[What is expected] Give again only the lines from the line that holds "pin: wooden entrance" to the end of the data, inclusive, omitting all pictures.

[Excerpted records]

— BEGIN —

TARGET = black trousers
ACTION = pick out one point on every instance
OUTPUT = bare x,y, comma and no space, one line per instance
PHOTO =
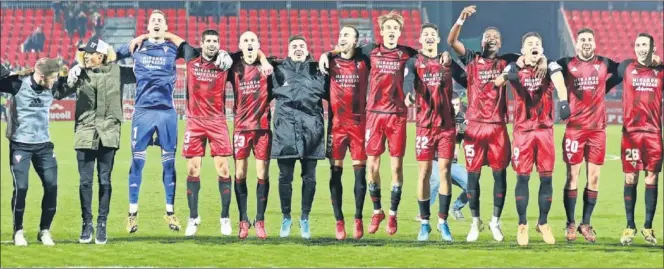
86,158
43,159
286,170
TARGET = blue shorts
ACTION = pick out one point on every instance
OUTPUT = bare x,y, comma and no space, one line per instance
144,124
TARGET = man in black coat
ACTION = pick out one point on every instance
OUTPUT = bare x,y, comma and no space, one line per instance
298,134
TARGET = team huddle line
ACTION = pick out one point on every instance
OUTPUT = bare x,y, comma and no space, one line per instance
369,90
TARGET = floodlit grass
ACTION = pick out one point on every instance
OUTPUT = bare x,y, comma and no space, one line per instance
155,245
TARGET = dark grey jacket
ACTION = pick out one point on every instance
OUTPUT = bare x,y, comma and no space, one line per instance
298,127
99,112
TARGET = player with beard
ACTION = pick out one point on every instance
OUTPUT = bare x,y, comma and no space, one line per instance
30,141
643,83
252,86
155,70
533,130
588,78
298,133
386,113
486,140
207,121
432,84
347,86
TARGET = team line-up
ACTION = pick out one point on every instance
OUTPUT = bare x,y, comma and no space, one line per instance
369,89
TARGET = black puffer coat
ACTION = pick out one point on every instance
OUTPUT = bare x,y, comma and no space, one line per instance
298,127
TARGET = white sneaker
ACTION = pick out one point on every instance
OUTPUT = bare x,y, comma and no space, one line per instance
474,233
226,226
19,239
44,236
496,231
192,226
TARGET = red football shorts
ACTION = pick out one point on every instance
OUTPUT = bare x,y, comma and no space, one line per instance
533,147
580,144
260,141
486,144
381,126
429,141
199,131
342,137
641,151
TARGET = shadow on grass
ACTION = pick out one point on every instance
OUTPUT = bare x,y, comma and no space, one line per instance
396,243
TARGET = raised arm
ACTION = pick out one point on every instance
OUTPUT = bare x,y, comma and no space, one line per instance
174,39
409,82
459,74
510,73
556,75
558,80
453,36
615,79
127,75
123,51
9,83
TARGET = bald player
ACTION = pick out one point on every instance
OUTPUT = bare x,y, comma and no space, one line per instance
252,86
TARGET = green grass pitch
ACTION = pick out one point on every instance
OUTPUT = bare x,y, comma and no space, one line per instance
155,245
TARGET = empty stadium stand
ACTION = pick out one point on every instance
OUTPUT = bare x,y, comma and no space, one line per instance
273,27
615,31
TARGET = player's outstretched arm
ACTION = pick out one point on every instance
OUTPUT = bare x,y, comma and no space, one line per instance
558,80
324,59
510,73
615,79
409,82
459,74
174,39
10,84
266,65
453,36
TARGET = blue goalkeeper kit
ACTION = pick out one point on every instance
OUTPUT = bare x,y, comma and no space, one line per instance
155,71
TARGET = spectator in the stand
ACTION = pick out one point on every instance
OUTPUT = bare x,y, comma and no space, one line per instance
34,42
3,105
6,64
57,9
98,24
82,24
70,23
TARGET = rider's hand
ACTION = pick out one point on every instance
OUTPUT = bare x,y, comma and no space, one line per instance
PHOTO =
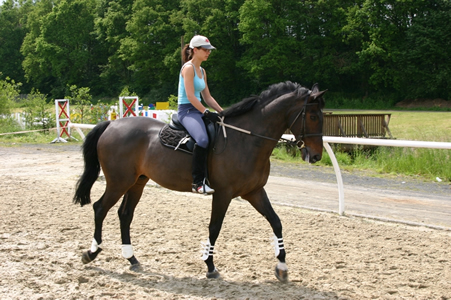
213,117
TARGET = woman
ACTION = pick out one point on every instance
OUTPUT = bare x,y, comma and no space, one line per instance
192,84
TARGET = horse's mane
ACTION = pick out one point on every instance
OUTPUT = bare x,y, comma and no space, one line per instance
273,92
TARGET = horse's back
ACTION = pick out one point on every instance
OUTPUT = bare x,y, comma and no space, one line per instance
131,147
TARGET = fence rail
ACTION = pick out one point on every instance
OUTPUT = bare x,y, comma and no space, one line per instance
357,125
365,141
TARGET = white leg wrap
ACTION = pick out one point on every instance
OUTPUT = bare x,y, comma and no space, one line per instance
282,266
206,249
127,251
278,244
94,246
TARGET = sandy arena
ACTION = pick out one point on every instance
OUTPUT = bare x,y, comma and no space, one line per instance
43,235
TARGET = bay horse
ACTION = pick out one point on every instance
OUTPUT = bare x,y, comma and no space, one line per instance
129,152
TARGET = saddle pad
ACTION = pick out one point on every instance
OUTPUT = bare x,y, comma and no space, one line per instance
175,139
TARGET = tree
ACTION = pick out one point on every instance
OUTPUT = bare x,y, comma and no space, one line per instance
66,47
293,40
9,90
12,33
425,58
149,47
218,20
110,28
35,68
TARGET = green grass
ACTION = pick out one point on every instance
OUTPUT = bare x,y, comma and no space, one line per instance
426,164
384,161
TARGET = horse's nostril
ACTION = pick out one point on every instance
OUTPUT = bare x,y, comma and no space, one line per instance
316,158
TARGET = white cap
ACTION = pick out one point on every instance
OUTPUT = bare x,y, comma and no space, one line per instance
200,41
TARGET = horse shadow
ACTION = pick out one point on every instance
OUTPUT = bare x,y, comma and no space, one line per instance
212,288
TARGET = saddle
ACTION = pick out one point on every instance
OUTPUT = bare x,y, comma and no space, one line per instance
175,136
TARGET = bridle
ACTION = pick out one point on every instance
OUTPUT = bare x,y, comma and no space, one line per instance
300,138
297,140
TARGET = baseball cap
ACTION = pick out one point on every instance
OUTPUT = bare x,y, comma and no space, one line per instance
200,41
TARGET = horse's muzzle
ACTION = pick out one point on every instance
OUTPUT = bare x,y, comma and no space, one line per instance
307,156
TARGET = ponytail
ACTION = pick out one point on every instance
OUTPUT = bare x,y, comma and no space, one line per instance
187,53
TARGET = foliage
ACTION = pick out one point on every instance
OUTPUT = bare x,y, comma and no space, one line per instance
37,113
9,90
173,102
363,50
81,98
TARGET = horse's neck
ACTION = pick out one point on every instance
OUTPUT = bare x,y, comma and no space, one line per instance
268,121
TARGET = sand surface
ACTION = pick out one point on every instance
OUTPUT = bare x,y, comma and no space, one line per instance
42,237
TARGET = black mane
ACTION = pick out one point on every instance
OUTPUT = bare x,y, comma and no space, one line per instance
273,92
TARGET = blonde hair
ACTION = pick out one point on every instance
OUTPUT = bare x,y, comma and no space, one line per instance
187,53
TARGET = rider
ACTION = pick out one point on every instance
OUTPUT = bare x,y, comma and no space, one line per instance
192,84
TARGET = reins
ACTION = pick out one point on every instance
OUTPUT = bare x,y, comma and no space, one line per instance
297,140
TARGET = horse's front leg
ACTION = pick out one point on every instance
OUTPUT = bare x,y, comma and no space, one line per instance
259,200
126,212
219,209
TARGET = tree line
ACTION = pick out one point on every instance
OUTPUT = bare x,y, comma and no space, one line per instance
396,49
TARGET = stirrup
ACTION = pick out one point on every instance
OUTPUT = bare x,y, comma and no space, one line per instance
202,188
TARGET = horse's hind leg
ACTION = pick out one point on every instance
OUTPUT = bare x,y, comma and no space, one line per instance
219,209
126,212
101,208
259,200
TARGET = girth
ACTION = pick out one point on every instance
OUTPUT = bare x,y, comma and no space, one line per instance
175,136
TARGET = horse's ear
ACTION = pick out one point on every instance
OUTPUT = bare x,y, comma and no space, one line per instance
317,94
315,88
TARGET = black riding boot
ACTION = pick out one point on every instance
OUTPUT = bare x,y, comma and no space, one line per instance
199,170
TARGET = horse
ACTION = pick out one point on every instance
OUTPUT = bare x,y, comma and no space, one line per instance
130,154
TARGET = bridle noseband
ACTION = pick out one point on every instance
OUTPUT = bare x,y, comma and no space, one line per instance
298,139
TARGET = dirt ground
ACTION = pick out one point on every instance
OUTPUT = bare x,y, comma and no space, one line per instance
42,236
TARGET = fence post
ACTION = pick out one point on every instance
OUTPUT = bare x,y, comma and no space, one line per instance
62,108
341,195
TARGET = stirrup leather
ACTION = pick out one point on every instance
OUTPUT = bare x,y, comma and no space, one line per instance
202,188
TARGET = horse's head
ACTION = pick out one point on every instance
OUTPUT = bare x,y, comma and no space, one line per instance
307,124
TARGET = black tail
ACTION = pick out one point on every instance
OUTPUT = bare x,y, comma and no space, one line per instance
92,166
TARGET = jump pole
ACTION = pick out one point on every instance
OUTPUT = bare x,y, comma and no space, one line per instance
62,108
129,112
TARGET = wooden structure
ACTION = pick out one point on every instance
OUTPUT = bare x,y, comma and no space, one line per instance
357,125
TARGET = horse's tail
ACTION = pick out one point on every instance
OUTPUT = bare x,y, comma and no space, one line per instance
92,166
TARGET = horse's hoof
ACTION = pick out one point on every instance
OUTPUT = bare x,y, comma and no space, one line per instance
136,267
214,274
85,258
282,272
88,256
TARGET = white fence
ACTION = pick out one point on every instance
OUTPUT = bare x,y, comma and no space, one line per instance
339,140
365,141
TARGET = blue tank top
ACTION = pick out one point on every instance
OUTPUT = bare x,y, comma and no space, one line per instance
199,86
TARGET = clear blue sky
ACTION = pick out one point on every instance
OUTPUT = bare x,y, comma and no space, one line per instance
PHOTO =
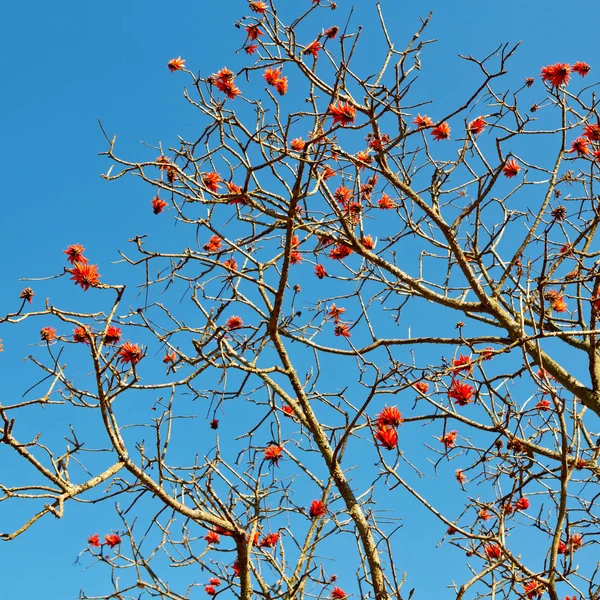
68,63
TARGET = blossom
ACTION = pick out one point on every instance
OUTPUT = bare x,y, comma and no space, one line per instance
390,416
387,437
297,144
476,126
422,121
317,509
269,541
80,336
212,538
259,7
493,551
557,74
511,168
313,48
273,454
85,275
385,202
75,253
522,504
211,181
441,132
342,113
47,334
580,145
320,271
421,386
112,540
113,335
460,392
449,439
27,295
176,64
234,323
581,68
254,32
158,204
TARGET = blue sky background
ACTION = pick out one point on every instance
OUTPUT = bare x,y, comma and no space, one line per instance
67,64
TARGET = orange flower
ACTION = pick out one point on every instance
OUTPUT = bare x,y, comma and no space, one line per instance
422,121
112,540
130,353
387,438
441,132
511,168
273,454
158,204
342,113
476,126
85,275
75,253
390,416
557,74
176,64
113,335
317,509
234,323
581,68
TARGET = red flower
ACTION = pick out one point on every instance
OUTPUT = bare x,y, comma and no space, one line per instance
476,126
27,295
75,253
390,416
259,7
234,323
79,335
387,437
320,271
47,334
85,275
212,538
592,132
213,244
441,132
130,353
158,204
421,386
342,113
522,504
176,64
493,551
317,509
422,121
113,335
449,439
580,145
112,540
269,541
511,168
581,68
385,202
254,32
460,392
313,48
273,454
557,74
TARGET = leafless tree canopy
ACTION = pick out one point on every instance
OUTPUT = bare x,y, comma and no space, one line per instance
371,302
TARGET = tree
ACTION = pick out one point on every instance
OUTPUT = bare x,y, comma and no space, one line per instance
319,210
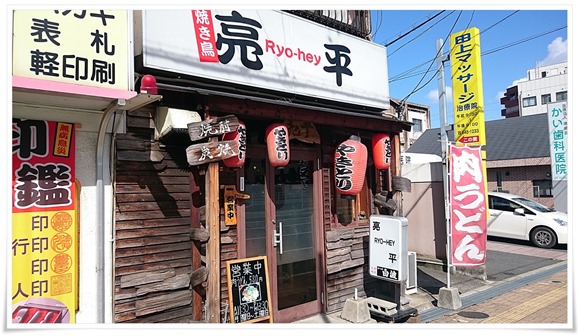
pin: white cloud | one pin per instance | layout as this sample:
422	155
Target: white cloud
523	79
499	95
433	95
557	52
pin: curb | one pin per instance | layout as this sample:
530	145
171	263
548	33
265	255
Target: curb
495	289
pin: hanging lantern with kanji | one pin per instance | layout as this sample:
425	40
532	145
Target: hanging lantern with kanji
239	135
350	162
278	144
381	144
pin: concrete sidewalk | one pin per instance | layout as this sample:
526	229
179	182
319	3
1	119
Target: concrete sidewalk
474	291
540	302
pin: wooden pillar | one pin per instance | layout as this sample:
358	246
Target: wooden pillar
197	296
213	245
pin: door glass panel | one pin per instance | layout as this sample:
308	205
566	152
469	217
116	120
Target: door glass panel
255	207
296	259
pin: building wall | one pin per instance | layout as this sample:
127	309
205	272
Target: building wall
153	247
87	125
555	80
519	181
424	209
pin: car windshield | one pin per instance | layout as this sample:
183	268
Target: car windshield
534	205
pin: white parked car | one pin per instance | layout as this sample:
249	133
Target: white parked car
515	217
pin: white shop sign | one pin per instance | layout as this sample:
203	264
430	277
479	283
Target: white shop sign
388	248
267	49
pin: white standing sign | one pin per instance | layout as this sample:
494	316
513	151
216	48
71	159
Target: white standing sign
388	248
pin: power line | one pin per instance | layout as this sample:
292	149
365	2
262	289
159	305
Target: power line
485	53
426	30
404	74
408	27
430	65
412	30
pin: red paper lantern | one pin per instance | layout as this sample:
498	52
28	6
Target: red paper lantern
381	151
350	163
278	143
148	85
240	136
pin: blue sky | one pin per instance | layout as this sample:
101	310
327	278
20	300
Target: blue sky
522	38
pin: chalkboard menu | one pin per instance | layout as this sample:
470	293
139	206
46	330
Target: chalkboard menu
248	290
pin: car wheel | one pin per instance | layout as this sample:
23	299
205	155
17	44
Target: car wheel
543	237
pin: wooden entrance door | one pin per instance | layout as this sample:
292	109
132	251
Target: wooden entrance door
283	222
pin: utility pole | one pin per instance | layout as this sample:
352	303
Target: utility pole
448	297
443	125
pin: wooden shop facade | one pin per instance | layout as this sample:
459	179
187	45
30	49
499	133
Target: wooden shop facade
191	198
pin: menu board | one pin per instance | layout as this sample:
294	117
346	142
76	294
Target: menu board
248	290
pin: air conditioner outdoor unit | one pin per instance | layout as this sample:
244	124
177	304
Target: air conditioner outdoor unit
412	274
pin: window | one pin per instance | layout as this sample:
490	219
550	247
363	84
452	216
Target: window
498	203
417	125
547	98
530	101
562	96
502	204
542	188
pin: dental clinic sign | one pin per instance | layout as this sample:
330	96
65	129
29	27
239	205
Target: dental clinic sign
267	49
468	206
558	128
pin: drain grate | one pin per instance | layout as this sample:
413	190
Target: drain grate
473	314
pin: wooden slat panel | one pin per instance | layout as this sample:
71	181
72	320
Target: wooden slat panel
148	180
153	232
151	223
146	206
153	189
152	214
153	266
129	198
145	278
168	316
121	253
134	242
145	259
162	302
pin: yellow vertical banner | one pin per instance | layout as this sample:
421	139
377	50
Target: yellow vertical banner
466	79
467	83
44	222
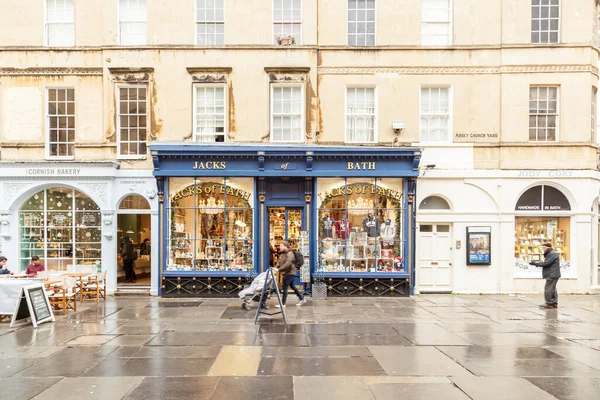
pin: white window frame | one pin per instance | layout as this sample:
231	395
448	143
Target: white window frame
195	135
118	115
47	119
207	22
594	108
540	31
376	112
450	137
450	23
290	22
120	22
48	23
558	109
303	111
355	34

— END —

[Solution for this task]
pin: wooden entrance door | one pin per instance | layout as this sample:
292	109
132	251
Target: wooden entrance door
283	222
pin: utility pole | one pin per instance | layout as this sample:
352	303
Target: utility pole
448	297
443	125
pin: wooden shop facade | one pin per instance | layout as this sample:
459	179
187	45
30	49
499	133
Target: wooden shop facade
191	198
pin: menu board | one pin per instance | layout as this sample:
294	117
346	142
76	294
Target: menu board
248	290
pin: air conditioner outdoor unit | one pin per instance | layout as this sample:
244	124
177	304
Target: air conditioner outdoor unit
412	274
pin: window | one pin per instance | layout as this sample:
490	219
550	247
363	84
452	216
Target: window
498	203
417	125
547	98
530	101
562	96
502	204
542	188
pin: dental clinic sign | one pin per instance | layout as this sample:
330	96
65	129
29	27
239	205
Target: dental clinic sign
267	49
468	206
558	128
pin: drain grate | one pin per instance | layout as this sample:
413	190
Target: drain grate
473	314
pin: wooden slat panel | one pin per instance | layout as this sample:
71	181
72	320
Target: wooden slat panel
148	180
153	232
151	223
146	206
153	189
152	214
153	266
129	198
145	278
168	316
121	253
134	242
145	259
162	302
pin: yellow vertical banner | one pin per instance | layout as this sample:
421	139
377	50
Target: yellow vertical banner
466	79
467	83
44	222
pin: white window frame | one pin per instance | layout as this sample:
231	395
448	143
Target: white window frame
195	135
118	115
47	119
207	22
594	108
540	31
376	112
450	137
450	23
290	22
120	22
48	23
558	109
303	111
355	34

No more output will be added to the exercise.